Identify, in the records below, every line where the string "white" appears, and copy each such line.

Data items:
*** Block opens ***

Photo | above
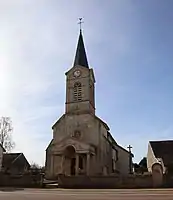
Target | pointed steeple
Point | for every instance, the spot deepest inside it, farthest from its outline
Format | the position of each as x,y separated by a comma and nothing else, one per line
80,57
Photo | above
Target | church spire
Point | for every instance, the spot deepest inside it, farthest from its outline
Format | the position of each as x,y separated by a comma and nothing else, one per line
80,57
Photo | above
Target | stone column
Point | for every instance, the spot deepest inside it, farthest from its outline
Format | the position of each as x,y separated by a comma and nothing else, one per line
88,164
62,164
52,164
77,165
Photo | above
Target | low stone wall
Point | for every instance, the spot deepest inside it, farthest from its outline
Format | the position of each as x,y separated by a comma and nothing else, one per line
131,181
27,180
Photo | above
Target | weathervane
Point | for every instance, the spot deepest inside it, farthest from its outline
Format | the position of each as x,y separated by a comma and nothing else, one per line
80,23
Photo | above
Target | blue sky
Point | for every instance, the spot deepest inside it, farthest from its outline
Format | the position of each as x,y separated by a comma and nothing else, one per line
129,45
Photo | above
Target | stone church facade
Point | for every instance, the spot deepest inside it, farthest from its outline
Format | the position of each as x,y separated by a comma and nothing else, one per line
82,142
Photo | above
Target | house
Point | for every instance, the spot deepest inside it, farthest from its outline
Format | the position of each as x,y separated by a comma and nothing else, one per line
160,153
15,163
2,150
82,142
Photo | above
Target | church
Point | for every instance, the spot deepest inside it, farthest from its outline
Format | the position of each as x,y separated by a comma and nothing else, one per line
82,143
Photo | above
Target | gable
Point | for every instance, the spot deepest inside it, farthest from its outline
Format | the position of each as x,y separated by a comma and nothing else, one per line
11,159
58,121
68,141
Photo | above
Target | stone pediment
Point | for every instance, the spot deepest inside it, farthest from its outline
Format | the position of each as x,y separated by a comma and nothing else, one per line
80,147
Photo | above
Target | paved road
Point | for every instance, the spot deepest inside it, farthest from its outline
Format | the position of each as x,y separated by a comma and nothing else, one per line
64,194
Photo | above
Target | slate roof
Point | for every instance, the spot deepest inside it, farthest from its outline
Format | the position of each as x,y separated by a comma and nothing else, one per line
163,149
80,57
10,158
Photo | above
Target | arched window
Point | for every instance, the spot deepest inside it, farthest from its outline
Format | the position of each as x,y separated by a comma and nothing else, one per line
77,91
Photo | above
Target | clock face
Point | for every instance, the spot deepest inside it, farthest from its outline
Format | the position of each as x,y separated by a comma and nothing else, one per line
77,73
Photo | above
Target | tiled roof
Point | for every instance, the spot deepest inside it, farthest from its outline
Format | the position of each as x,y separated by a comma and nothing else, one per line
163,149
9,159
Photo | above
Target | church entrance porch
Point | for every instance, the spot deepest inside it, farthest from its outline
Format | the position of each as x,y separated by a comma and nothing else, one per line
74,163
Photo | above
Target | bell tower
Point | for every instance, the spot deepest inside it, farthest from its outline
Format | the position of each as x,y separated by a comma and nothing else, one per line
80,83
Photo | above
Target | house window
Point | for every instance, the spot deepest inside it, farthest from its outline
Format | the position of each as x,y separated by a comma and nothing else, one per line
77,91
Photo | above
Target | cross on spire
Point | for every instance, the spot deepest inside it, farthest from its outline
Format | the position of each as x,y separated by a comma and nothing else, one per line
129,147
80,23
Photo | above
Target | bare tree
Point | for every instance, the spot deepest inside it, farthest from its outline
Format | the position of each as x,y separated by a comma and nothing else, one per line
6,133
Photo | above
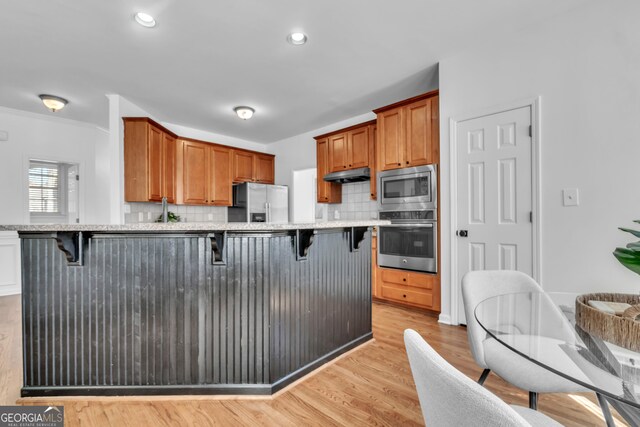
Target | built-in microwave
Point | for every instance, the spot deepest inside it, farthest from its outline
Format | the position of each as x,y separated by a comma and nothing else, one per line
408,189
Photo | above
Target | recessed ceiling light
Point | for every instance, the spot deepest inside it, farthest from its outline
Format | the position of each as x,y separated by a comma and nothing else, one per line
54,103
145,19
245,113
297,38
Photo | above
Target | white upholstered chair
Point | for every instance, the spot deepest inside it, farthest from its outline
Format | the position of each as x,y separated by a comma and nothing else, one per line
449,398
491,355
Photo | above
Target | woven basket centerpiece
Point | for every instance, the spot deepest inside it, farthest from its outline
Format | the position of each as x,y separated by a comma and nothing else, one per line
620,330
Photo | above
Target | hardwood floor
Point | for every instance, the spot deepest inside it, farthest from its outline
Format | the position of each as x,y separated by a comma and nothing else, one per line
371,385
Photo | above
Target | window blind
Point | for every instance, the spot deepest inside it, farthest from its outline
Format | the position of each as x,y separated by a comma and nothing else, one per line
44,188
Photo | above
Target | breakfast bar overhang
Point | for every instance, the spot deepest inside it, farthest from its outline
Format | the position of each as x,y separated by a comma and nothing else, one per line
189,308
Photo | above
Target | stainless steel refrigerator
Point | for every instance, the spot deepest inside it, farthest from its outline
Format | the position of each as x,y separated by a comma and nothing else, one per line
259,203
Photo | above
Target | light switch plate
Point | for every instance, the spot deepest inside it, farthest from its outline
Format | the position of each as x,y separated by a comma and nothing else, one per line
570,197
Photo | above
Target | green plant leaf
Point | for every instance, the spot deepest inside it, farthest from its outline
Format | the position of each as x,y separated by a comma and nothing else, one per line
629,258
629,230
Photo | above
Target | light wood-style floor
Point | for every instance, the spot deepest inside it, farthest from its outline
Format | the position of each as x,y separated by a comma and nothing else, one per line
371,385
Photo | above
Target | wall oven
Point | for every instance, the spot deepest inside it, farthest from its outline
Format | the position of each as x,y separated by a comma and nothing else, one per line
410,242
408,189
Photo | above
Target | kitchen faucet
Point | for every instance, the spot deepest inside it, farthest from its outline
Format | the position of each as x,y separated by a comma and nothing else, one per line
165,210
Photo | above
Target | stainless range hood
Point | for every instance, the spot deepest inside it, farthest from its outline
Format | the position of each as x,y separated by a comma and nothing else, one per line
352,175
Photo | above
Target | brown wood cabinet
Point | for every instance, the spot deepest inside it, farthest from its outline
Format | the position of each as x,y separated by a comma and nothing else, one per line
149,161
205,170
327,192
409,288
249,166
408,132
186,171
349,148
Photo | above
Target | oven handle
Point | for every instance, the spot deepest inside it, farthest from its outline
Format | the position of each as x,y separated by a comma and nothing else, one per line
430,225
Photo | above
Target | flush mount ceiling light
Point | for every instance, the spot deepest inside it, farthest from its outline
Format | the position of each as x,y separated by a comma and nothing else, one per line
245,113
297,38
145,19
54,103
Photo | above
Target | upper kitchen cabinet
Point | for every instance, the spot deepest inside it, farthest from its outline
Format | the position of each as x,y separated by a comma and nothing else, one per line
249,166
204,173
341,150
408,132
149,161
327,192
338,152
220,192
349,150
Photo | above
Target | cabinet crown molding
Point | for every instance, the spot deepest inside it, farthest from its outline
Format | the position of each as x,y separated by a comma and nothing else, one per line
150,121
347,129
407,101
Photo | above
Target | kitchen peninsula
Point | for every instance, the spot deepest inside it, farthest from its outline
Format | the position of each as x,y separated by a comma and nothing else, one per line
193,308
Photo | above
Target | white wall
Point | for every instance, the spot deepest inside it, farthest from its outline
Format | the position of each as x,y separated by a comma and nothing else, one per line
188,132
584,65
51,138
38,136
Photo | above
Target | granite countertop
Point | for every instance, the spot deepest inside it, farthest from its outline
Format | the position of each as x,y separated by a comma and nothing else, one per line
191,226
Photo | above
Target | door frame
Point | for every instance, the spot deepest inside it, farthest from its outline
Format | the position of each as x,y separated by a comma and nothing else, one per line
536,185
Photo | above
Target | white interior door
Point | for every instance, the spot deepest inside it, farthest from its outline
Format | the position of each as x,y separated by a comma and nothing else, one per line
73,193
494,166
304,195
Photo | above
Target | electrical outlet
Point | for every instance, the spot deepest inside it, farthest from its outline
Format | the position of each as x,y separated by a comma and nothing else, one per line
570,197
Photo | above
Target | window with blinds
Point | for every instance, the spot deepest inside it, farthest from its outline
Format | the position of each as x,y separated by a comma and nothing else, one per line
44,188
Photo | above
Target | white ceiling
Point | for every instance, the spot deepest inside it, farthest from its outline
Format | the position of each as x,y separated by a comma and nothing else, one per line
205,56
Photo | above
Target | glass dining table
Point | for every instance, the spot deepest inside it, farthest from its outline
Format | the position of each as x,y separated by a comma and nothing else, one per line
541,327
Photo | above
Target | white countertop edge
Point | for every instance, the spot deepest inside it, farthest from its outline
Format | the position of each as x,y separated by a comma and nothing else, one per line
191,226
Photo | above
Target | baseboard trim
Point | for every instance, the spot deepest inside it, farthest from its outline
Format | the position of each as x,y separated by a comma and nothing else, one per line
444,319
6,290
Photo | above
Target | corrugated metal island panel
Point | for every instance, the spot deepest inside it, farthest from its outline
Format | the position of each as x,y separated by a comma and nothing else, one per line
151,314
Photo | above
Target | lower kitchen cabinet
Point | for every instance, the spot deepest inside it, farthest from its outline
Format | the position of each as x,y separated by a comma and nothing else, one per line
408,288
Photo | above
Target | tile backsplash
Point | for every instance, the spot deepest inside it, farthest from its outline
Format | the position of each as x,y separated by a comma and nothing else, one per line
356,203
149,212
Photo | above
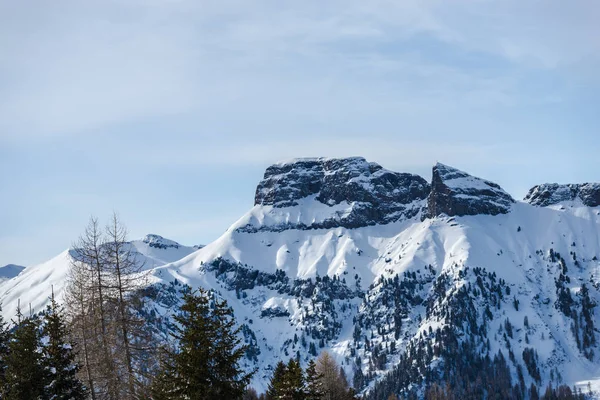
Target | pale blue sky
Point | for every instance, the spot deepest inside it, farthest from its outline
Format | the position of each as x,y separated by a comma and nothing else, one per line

*** Block closes ***

Reply to the exercise
Target | white upholstered chair
Target | white wall
Target | white interior door
Target | white ceiling
Target | white countertop edge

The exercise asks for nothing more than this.